• [TEXTE EXTRAIT]:
_ _ _ _ _ _ _

Comment les animaux perçoivent le monde
Ed Yong
©Les liens qui libèrent pour la traduction française, 2023

Un livre immense, pour un monde immense. Un monde à découvrir en entreprenant « le seul véritable voyage » selon Marcel Proust : « avoir d’autres yeux, voir l’univers avec les yeux d’un autre, de cent autres, voir les cent univers que chacun d’eux voit ». L’immensité est là.

Les autres sont ici les animaux. Dès les premières pages de l’ouvrage, nous sommes dans la familiarité d’un éléphant, d’une souris, d’un rouge-gorge, d’une chauve-souris, d’un serpent à sonnette, d’une araignée et d’un moustique, dans la même pièce qu’un être humain, Rebecca. Nous comprenons immédiatement l’étendue des modes de perception de leur environnement de chacun de ces « animaux », de leur « bulle sensorielle », et les conséquences sur les relations entre eux.

Deux aspects complémentaires dans le livre, un constat et les conclusions que nous devrions en tirer.

Voir avec les yeux d’un autre ne s’improvise pas. Il faut abandonner l’idée que le monde se limite à ce que nous pouvons en percevoir, pour s’extraire de sa propre manière de percevoir. Prenez l’odorat, par exemple, et explorer toutes les manières dont il fonctionne chez les animaux, du chien à la fourmi, en passant par le poisson et les oiseaux. L’importance de ce sens dans leur mode de vie, les organes concernés, notamment pour capter l’information, le lien avec le cerveau, c’est tout un univers spécifique qui nous est décrit, qui nous permet de prendre conscience de ce que peut être la perception des autres. Imaginez en plus qu’il existe dans l’univers des sens que nous n’avons pas, comme la capacité de détecter des champs magnétiques. Nos « cinq sens » sont ceux retenus par Aristote, excluant notamment le sens de l’équilibre. L’univers des sens est un champ d’exploration sans limites, où nous trouvons de la chimie, de la physique moléculaire, de la biologie, de la psychologie et bien d’autres disciplines scientifiques. Ed Yong nous présente des expériences passionnantes qui mettent toutes ces spécialités en musique pour appréhender ce que ressentent les animaux. Un vaste tour de l’arche de Noé nous conduit à découvrir l’étendue des sens à l’œuvre dans notre environnement et à sortir de notre bulle sensorielle que nous aurions tendance à croire universelle.

_ _ _ _ _ _ _

• [Données issues d'une source]:

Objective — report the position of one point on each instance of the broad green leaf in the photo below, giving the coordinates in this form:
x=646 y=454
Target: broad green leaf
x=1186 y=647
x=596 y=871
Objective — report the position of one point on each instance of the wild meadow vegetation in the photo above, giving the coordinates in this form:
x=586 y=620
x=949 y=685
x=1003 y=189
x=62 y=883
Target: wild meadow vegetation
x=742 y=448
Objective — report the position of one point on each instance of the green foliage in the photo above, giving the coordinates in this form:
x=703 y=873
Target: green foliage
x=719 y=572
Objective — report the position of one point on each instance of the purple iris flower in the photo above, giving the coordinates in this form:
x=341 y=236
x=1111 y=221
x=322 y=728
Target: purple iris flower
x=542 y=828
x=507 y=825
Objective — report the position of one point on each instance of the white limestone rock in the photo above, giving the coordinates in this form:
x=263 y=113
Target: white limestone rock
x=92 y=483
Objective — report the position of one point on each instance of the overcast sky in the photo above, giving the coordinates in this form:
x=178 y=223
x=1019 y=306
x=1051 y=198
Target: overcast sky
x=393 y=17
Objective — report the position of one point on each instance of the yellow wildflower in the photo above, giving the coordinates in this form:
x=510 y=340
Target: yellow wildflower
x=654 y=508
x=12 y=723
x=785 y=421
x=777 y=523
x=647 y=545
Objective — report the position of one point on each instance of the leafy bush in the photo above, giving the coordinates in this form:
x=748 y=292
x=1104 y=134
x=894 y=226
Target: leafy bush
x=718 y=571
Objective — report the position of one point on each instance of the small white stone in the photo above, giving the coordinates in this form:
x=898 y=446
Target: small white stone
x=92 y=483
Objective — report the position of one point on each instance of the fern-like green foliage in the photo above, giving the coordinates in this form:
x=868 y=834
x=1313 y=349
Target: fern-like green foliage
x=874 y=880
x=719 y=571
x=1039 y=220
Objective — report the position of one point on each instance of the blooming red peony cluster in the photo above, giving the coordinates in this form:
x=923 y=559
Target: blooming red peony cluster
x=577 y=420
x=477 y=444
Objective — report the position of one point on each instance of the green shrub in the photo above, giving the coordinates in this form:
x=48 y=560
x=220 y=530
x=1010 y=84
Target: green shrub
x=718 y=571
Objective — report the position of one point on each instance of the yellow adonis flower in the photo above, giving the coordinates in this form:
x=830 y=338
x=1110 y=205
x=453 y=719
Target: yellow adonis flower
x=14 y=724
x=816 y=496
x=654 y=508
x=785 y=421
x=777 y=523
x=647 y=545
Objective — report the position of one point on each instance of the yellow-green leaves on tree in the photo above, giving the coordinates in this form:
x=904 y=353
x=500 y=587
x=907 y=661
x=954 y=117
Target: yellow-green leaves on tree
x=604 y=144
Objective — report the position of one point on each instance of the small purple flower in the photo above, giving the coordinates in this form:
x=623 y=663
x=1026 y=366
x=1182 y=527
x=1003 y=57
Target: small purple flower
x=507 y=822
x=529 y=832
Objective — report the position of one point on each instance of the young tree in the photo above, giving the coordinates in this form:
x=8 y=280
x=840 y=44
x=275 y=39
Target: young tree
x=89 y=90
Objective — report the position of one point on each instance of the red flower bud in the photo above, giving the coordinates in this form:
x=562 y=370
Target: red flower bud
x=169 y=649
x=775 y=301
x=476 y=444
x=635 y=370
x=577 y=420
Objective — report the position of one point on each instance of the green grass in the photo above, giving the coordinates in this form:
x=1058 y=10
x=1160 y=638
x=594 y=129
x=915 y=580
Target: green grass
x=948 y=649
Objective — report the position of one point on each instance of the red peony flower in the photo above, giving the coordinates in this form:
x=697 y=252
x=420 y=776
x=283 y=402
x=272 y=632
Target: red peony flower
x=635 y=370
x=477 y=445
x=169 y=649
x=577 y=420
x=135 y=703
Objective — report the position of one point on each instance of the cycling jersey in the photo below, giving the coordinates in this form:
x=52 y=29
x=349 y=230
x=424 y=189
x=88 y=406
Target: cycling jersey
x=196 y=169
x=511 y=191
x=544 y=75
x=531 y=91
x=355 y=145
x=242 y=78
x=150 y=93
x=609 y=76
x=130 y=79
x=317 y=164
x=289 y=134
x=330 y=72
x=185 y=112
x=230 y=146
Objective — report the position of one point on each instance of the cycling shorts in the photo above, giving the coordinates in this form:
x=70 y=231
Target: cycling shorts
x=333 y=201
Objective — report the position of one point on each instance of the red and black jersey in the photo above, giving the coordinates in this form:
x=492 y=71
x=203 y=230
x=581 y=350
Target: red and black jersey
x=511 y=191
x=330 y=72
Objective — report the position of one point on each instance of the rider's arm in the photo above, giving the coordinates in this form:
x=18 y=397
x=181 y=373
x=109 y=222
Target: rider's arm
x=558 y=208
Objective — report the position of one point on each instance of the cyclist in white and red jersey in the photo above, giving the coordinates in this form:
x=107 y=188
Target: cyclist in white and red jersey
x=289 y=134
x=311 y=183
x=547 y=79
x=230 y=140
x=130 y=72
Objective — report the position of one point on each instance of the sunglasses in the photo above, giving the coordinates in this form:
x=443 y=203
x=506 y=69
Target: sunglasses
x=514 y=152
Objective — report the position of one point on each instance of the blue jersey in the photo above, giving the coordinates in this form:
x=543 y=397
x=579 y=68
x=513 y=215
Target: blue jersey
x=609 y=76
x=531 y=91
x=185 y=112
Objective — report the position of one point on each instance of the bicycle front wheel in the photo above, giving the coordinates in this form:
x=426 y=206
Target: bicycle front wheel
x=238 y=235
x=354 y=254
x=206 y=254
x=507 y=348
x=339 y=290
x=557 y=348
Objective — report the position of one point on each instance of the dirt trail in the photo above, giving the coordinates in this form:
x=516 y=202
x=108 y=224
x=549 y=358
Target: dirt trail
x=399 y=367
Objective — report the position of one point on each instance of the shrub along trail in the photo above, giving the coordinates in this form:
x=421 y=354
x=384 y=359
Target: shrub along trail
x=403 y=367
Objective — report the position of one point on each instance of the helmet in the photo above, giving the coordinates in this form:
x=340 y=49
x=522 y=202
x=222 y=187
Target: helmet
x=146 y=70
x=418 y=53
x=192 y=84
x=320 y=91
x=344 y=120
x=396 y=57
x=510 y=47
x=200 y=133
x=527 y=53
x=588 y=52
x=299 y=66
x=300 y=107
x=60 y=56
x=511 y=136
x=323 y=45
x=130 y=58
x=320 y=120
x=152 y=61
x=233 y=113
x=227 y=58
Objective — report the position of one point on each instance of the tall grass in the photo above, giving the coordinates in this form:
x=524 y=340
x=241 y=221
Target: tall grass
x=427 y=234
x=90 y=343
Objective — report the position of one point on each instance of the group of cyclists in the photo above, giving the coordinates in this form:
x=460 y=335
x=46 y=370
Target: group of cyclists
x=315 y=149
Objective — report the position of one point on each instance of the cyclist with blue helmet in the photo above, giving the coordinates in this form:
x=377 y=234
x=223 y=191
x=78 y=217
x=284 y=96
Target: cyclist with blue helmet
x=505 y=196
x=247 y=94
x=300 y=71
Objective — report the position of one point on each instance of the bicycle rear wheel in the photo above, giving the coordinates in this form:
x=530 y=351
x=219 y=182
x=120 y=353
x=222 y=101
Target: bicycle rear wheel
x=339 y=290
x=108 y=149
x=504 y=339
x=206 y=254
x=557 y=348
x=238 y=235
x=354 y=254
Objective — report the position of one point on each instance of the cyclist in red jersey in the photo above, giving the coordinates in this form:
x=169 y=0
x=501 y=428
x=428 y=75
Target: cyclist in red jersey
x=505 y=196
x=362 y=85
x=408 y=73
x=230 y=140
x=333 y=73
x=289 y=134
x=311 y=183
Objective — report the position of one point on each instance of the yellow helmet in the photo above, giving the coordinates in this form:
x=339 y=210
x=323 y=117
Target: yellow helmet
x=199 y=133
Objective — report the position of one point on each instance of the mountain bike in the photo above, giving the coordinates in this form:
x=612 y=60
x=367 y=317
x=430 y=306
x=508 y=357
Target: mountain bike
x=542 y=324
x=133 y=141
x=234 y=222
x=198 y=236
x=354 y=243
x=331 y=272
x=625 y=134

_ _ _ _ _ _ _

• [CONSIGNE]: Recopiez mot pour mot le passage du texte sur la perception du monde par les animaux, depuis « Un livre immense, pour » jusqu'à « L’immensité est là. » inclus. Pour répondre, servez-vous uniquement du texte.

• [RÉPONSE RÉDIGÉE]:
Un livre immense, pour un monde immense. Un monde à découvrir en entreprenant « le seul véritable voyage » selon Marcel Proust : « avoir d’autres yeux, voir l’univers avec les yeux d’un autre, de cent autres, voir les cent univers que chacun d’eux voit ». L’immensité est là.